TASK TO CARRY OUT: Starting at the beginning of the records and stopping after the line that contains "28], [140, 23]]", rewrite those lines with "yellow foliage" changed to "golden foliage" and everything else kept the same. Leave out the pictures.

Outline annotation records
=====
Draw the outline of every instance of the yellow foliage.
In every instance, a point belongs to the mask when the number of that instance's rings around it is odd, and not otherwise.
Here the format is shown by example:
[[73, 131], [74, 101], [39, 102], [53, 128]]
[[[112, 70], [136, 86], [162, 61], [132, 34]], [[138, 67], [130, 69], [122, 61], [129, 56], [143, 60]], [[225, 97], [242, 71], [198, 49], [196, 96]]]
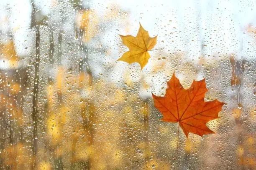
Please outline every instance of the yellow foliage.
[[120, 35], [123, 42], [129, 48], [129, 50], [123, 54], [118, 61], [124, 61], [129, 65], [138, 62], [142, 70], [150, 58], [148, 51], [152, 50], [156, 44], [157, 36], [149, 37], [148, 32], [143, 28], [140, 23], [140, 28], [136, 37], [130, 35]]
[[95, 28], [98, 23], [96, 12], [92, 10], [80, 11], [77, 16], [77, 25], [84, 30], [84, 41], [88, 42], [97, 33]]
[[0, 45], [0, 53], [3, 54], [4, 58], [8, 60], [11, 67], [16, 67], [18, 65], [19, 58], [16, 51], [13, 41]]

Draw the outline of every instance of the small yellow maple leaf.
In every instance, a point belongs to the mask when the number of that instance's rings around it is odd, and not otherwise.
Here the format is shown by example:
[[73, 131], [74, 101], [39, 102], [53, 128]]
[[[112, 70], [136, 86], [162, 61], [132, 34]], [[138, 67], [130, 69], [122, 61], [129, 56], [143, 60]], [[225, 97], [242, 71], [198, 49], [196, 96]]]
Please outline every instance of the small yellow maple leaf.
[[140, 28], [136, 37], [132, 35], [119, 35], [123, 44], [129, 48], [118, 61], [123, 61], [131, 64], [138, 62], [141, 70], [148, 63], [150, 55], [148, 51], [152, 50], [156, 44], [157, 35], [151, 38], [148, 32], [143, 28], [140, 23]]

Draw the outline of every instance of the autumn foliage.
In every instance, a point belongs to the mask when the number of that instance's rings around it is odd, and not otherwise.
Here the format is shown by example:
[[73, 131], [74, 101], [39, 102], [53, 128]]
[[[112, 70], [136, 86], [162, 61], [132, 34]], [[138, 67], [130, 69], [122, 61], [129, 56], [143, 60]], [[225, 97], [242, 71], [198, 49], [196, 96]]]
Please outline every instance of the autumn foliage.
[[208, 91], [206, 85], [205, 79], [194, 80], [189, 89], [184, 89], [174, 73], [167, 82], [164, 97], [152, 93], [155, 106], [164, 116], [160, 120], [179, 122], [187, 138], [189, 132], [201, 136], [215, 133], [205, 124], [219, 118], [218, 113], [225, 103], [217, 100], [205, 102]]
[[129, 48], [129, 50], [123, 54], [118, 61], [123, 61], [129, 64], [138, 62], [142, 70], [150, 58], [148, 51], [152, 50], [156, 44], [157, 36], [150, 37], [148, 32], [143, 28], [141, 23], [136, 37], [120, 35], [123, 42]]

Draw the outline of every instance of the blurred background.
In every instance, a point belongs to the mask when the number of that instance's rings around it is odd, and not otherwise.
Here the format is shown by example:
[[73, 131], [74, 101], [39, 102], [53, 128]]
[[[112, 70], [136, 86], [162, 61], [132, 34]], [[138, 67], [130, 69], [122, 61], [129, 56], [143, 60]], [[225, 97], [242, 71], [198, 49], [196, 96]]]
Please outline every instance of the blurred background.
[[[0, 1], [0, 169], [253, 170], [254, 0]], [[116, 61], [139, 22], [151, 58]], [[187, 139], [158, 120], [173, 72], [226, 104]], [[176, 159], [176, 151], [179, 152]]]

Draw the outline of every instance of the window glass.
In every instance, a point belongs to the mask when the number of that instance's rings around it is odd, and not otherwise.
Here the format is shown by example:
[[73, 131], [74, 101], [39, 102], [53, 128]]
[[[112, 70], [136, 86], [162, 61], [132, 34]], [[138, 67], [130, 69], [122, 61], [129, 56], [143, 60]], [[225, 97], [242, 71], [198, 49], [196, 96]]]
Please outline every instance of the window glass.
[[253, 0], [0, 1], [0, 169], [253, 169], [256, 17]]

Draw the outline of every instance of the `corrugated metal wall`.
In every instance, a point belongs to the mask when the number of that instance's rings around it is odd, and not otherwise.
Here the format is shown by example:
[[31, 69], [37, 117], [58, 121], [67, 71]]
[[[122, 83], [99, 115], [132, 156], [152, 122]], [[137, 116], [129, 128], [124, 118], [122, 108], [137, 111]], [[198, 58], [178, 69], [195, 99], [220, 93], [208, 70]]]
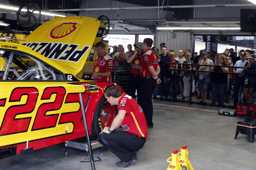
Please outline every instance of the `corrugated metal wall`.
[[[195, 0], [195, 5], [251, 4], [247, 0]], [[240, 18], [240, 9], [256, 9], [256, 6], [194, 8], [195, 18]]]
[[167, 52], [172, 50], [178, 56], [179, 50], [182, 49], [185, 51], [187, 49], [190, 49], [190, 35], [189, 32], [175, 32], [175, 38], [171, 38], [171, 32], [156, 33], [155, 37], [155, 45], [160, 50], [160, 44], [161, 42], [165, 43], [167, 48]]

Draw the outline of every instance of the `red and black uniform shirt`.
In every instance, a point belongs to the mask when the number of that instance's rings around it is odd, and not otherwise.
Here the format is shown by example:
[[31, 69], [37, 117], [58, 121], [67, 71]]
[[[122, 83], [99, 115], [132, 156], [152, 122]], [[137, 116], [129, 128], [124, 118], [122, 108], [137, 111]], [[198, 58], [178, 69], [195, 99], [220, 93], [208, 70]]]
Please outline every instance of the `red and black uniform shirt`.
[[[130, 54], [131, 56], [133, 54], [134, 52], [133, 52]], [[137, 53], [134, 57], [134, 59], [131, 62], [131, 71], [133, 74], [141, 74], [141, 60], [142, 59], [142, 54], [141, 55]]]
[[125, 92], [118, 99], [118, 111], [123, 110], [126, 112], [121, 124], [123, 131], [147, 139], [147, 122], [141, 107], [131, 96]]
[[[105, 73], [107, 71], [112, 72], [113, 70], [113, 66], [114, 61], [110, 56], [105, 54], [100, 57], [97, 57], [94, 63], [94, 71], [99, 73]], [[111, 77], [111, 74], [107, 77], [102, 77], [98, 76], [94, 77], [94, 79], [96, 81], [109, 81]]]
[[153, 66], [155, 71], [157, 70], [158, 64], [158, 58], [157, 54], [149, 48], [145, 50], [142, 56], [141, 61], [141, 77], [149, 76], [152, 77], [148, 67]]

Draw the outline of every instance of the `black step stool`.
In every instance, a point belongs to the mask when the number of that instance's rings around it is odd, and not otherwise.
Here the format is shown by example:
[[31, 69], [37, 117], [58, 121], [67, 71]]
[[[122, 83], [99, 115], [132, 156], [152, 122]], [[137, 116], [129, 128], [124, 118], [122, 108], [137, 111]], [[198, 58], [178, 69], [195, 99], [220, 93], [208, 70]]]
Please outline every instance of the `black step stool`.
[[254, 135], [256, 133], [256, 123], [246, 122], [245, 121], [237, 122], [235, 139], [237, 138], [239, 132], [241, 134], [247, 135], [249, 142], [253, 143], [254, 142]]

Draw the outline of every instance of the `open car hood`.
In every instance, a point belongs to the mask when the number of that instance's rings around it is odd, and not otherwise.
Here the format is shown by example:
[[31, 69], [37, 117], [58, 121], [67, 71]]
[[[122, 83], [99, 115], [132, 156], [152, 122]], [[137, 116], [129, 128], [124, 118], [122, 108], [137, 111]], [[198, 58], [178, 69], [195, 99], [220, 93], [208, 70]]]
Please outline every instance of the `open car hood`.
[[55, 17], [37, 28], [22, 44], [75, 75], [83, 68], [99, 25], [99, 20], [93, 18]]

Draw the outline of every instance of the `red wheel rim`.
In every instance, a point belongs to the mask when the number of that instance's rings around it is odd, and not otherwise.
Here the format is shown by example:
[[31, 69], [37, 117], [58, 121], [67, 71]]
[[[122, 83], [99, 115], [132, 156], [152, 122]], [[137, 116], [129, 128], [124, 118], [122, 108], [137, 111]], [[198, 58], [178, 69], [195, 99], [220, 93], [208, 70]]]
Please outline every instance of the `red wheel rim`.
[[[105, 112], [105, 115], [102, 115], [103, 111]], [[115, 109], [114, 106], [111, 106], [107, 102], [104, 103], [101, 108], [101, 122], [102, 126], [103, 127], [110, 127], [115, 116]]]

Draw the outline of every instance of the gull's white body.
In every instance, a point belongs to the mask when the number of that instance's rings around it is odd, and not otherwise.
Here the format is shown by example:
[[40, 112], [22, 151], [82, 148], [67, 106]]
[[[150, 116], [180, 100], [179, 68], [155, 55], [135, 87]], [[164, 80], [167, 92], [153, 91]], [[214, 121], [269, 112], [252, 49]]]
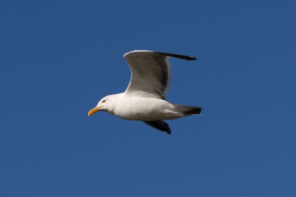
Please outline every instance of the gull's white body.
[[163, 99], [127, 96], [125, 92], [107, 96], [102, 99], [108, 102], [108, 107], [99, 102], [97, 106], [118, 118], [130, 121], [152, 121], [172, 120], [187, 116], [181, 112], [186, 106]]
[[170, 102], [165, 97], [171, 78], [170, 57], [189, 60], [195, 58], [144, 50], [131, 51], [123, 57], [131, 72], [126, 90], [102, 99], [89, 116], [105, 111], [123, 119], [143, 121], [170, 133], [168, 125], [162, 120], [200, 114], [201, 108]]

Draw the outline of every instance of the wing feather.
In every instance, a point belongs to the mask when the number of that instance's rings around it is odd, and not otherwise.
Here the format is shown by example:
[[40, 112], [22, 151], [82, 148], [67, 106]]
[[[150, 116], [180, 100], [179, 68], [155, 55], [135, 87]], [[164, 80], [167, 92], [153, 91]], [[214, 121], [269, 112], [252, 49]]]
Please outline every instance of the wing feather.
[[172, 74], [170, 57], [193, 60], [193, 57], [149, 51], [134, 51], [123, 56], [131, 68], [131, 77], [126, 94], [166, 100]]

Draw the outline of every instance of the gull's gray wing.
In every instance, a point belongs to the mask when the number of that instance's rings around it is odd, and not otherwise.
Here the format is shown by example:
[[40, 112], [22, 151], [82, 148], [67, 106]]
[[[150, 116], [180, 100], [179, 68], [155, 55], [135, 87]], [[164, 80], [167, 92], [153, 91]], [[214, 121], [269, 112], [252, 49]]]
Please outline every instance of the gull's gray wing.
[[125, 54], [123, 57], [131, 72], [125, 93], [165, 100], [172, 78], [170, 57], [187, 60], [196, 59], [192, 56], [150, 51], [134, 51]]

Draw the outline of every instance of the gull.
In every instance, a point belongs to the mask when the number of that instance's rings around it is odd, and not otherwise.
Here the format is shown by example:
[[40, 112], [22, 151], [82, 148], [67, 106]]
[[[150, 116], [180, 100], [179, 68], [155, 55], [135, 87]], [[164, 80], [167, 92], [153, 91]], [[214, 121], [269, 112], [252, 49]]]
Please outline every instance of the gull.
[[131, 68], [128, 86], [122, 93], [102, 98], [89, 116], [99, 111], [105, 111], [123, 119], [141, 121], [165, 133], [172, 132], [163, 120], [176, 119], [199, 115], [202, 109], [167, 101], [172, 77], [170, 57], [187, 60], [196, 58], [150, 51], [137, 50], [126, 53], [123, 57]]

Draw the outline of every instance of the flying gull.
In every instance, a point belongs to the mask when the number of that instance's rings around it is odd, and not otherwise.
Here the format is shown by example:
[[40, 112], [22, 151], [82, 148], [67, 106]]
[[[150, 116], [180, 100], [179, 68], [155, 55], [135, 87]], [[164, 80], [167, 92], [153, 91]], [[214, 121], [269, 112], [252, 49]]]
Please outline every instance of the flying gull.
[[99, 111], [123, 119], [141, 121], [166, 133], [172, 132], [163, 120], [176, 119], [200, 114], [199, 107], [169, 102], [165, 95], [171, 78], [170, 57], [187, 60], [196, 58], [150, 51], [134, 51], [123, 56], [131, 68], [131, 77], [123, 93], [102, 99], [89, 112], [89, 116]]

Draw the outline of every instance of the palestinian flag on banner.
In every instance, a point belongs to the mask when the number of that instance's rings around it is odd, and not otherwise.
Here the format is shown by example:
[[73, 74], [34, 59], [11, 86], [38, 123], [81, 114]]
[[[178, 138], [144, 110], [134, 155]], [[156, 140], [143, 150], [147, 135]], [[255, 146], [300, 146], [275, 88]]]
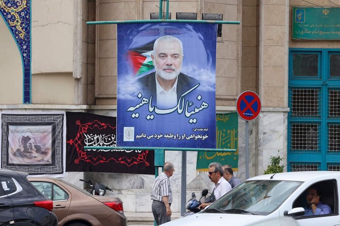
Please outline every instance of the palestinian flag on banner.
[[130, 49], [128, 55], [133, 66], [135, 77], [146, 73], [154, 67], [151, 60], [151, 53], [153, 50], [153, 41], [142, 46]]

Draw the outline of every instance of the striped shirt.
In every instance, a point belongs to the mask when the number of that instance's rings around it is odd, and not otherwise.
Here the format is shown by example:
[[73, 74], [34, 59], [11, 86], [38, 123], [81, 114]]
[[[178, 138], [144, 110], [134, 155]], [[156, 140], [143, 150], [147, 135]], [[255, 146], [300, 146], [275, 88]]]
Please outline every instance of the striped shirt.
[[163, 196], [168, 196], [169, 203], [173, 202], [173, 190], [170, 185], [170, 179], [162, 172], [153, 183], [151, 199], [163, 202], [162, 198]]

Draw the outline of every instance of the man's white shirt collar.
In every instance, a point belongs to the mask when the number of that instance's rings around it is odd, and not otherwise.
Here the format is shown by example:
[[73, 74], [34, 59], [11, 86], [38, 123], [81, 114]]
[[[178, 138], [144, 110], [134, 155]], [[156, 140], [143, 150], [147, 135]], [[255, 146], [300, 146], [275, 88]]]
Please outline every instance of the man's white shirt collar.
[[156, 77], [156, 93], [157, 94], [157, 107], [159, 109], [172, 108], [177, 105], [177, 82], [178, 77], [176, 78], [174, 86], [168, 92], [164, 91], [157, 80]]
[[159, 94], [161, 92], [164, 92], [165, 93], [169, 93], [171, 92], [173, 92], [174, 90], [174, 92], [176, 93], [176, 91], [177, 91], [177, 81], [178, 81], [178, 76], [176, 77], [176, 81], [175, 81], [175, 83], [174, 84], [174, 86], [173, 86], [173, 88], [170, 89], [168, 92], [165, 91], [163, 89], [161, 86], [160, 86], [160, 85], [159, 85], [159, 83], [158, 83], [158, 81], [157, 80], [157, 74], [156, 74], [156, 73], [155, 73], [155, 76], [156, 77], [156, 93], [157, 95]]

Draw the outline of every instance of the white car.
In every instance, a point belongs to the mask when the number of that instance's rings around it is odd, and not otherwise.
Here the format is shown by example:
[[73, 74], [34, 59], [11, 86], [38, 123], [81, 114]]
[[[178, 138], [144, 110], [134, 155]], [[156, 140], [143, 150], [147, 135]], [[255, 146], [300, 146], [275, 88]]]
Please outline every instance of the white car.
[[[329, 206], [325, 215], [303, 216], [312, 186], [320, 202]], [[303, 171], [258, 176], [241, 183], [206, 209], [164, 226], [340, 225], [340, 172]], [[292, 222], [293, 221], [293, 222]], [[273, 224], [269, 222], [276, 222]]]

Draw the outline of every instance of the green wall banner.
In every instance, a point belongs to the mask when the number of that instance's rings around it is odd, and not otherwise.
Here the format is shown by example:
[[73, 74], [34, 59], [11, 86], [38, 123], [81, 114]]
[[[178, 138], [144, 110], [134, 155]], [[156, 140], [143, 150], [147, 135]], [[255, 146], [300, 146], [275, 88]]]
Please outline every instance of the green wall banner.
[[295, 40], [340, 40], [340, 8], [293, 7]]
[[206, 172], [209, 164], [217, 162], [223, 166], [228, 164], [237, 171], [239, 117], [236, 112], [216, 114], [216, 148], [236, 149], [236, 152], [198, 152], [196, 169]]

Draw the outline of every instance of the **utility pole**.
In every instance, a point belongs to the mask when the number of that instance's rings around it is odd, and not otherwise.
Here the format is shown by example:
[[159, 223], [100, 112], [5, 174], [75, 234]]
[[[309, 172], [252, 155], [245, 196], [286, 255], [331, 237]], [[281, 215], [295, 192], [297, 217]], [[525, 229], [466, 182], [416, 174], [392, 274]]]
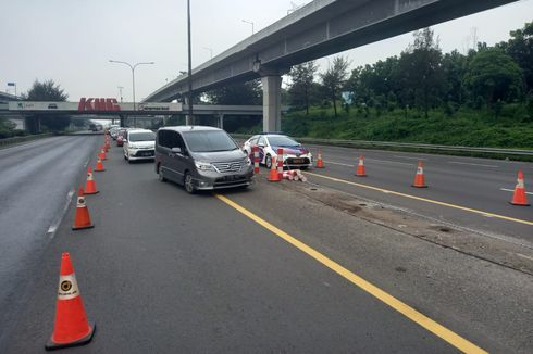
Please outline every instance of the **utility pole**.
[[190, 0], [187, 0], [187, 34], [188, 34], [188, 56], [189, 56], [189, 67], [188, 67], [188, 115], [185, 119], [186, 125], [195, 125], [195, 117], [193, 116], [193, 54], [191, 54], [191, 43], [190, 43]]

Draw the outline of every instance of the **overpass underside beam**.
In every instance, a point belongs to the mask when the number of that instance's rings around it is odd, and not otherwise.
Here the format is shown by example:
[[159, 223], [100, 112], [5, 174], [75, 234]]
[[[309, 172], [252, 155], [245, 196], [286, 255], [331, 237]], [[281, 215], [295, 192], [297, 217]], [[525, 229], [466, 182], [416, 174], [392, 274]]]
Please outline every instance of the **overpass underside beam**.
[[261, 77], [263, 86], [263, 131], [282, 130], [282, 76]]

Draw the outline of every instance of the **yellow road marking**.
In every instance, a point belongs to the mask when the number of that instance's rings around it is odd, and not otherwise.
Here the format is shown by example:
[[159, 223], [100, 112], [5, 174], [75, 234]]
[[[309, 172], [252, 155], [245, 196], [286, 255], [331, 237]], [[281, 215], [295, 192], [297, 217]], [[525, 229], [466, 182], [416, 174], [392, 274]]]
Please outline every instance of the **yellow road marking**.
=====
OUTPUT FOR THIS TASK:
Draw the outline of every instance of the golden foliage.
In every instance, a point belongs to the mask when the number of that instance's rings around it is odd, and not otherwise.
Here the format is shown by example:
[[73, 131], [74, 101], [39, 102], [53, 128]]
[[[112, 70], [136, 86], [162, 61], [132, 34]], [[138, 67], [130, 69], [122, 61], [129, 56], [143, 60]], [[225, 97], [242, 71], [198, 49], [196, 96]]]
Please outline every instance of the golden foliage.
[[120, 35], [123, 42], [129, 48], [129, 50], [123, 54], [118, 61], [124, 61], [129, 65], [138, 62], [142, 70], [150, 58], [148, 51], [152, 50], [156, 44], [157, 36], [149, 37], [148, 32], [143, 28], [140, 23], [140, 28], [136, 37], [130, 35]]
[[95, 28], [98, 23], [96, 12], [92, 10], [80, 11], [77, 16], [77, 25], [84, 30], [84, 41], [88, 42], [97, 33]]
[[0, 45], [0, 53], [3, 54], [4, 58], [8, 60], [11, 67], [16, 67], [18, 65], [19, 58], [16, 51], [13, 41]]

Draw the outline of every instance of the small yellow maple leaf.
In every instance, a point belongs to the mask when the number of that instance's rings around it is odd, and not otherwise.
Here the format is shown by example:
[[73, 131], [74, 101], [39, 102], [53, 128]]
[[[112, 70], [136, 86], [162, 61], [132, 34]], [[138, 67], [130, 69], [122, 61], [129, 56], [143, 60]], [[225, 97], [242, 71], [198, 49], [196, 96]]]
Please outline every instance of the small yellow maple leaf.
[[140, 28], [136, 37], [132, 35], [119, 35], [123, 44], [129, 48], [118, 61], [123, 61], [131, 64], [138, 62], [141, 70], [148, 63], [150, 55], [148, 51], [152, 50], [156, 44], [157, 35], [151, 38], [148, 32], [143, 28], [140, 23]]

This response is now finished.